** Begin AVAILABLE RECORDS **
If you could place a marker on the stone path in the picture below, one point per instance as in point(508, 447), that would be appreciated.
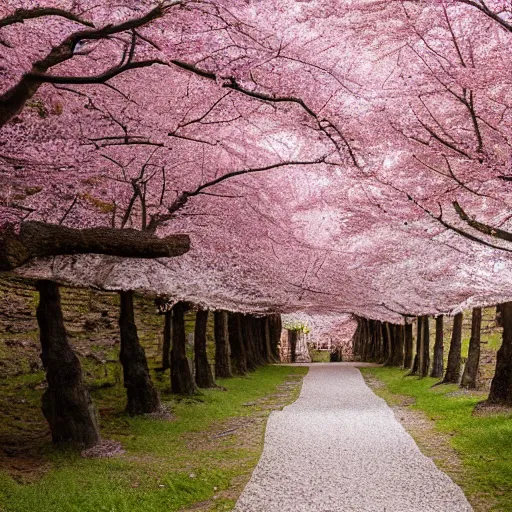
point(339, 448)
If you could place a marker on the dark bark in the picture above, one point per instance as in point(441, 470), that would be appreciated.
point(38, 240)
point(397, 343)
point(66, 404)
point(438, 362)
point(182, 382)
point(236, 344)
point(292, 340)
point(452, 374)
point(204, 376)
point(499, 315)
point(501, 386)
point(275, 329)
point(14, 99)
point(222, 363)
point(416, 361)
point(142, 395)
point(408, 356)
point(424, 362)
point(251, 351)
point(166, 347)
point(470, 375)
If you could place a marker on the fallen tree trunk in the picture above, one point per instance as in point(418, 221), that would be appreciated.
point(39, 240)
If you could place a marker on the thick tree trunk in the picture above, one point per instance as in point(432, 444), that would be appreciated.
point(38, 239)
point(265, 325)
point(204, 376)
point(470, 375)
point(142, 396)
point(419, 331)
point(238, 353)
point(166, 348)
point(252, 358)
point(438, 363)
point(425, 347)
point(292, 340)
point(182, 382)
point(452, 374)
point(67, 405)
point(501, 386)
point(408, 357)
point(275, 329)
point(222, 363)
point(397, 341)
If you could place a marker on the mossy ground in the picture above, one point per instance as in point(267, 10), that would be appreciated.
point(198, 460)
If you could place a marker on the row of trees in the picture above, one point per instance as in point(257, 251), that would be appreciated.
point(395, 345)
point(242, 344)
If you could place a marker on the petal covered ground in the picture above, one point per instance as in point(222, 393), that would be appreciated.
point(340, 448)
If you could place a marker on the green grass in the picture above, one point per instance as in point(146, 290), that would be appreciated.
point(167, 465)
point(483, 443)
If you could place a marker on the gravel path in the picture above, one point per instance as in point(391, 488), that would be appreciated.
point(340, 448)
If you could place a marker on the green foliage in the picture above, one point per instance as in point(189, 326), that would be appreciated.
point(168, 465)
point(483, 442)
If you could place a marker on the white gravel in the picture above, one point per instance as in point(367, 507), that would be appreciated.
point(340, 448)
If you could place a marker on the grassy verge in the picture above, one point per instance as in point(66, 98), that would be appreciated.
point(483, 443)
point(201, 459)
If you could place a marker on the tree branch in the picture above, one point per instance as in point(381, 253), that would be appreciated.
point(20, 15)
point(39, 240)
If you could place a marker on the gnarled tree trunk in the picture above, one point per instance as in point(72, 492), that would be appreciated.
point(182, 382)
point(501, 386)
point(452, 374)
point(222, 363)
point(438, 363)
point(469, 377)
point(238, 353)
point(166, 347)
point(142, 396)
point(275, 328)
point(416, 362)
point(67, 405)
point(408, 356)
point(424, 361)
point(204, 376)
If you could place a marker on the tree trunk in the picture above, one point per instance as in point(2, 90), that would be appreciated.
point(470, 375)
point(408, 357)
point(166, 348)
point(416, 362)
point(501, 386)
point(248, 341)
point(425, 346)
point(292, 340)
point(275, 328)
point(452, 374)
point(38, 239)
point(182, 382)
point(222, 364)
point(142, 396)
point(238, 353)
point(66, 404)
point(204, 377)
point(438, 363)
** End AVAILABLE RECORDS **
## EXERCISE
Only the lines from the one containing "If you could place a marker on the tree trunk" through the end of the material should be reproduced, exactly, with both ends included.

## TASK SOLUTION
If you could place a marker on the tree trunk in the picture above, one point per instance as in point(2, 90), that would be appreciated.
point(470, 375)
point(408, 357)
point(166, 348)
point(416, 362)
point(501, 386)
point(248, 341)
point(425, 346)
point(292, 340)
point(275, 328)
point(452, 374)
point(38, 239)
point(182, 382)
point(222, 364)
point(142, 396)
point(238, 353)
point(66, 404)
point(204, 377)
point(438, 363)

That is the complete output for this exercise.